▶ **TASK INSTRUCTIONS**: Repeat each entry in full, exactly.

Region annotation entries

-=-=-=-=-

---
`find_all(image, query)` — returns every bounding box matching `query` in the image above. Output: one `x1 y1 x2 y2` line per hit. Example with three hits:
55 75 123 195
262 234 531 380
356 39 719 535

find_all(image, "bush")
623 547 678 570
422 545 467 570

-=-=-=-=-

▶ **FINAL ANSWER**:
---
`find_all(image, query)` — returns every bounding box matching `query` in the image above. Output: one `x1 y1 x2 y2` line per hit. Example with three hits:
55 75 123 195
262 234 531 380
356 39 719 535

find_all(image, "bush")
623 547 678 570
422 545 467 570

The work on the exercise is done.